■ WHAT YOU NEED TO DO
Copy every line of the records below verbatim, leaving out the pictures.

■ DATA EXTRACT
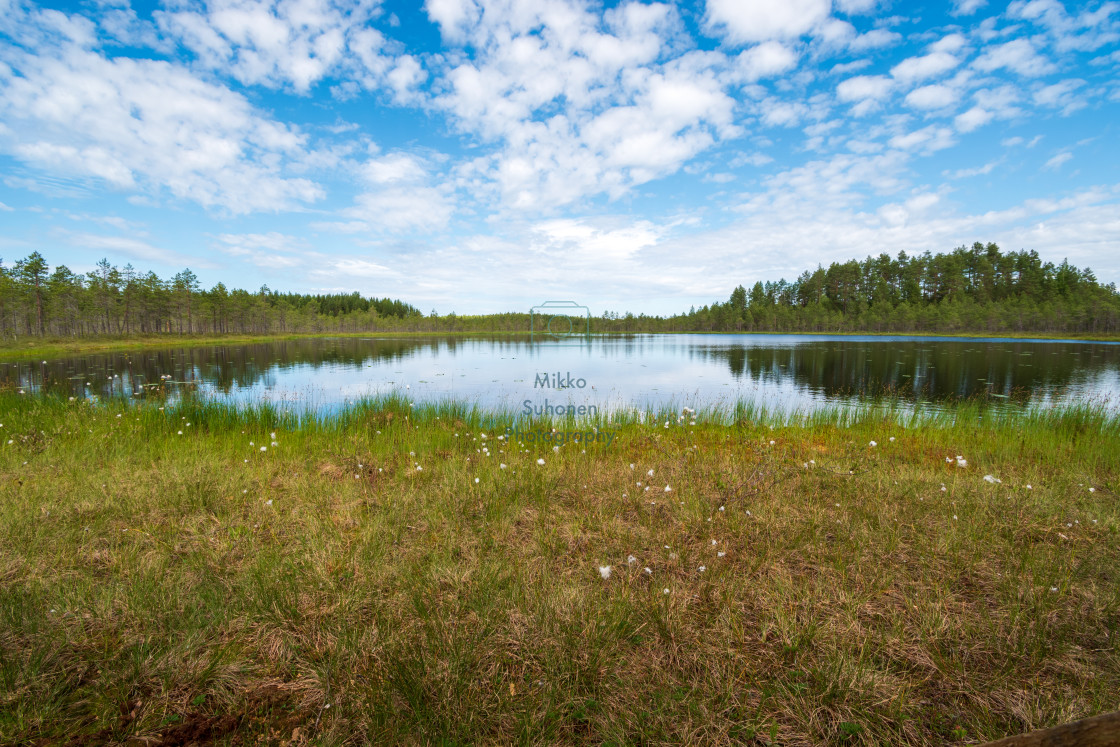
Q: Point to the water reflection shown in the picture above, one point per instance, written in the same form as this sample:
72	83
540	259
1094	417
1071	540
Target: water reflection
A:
617	372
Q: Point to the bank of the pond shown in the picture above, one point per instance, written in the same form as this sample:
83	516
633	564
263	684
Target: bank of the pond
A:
39	348
391	573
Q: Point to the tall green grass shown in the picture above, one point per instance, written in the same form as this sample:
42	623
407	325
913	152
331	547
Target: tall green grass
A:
157	585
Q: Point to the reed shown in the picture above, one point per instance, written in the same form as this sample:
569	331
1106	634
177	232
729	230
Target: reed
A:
385	572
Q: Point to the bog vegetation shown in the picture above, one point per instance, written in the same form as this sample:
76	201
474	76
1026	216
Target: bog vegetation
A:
978	289
190	572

■ IN RESPONSE
Q: Point to the water reflection shown in the picture above, one point per instance, written in the same form as this sample:
72	83
540	259
1094	417
1071	540
Target: water reflection
A:
617	372
Q: Point to the bank of the pond shown in the picture above, one point per instance, written in the same form as this sample:
83	516
633	564
263	684
Target: bank of the pond
A:
39	348
391	573
Q: Point to the tall green grass shown in the picture above, one point per instance, written in the same form as this sample:
42	623
407	325
913	152
331	547
Target: tall green grass
A:
157	585
Q: Point to the reed shown in the picture above, one point per instance, written in the same form as this sample:
569	331
1106	634
177	232
729	230
Target: reed
A:
385	572
Q: Point to the bog vegetation shown in the picture above, one point per instance, written in the same form as this sample:
76	201
474	76
1026	216
Target: bog vegetation
A:
978	289
190	572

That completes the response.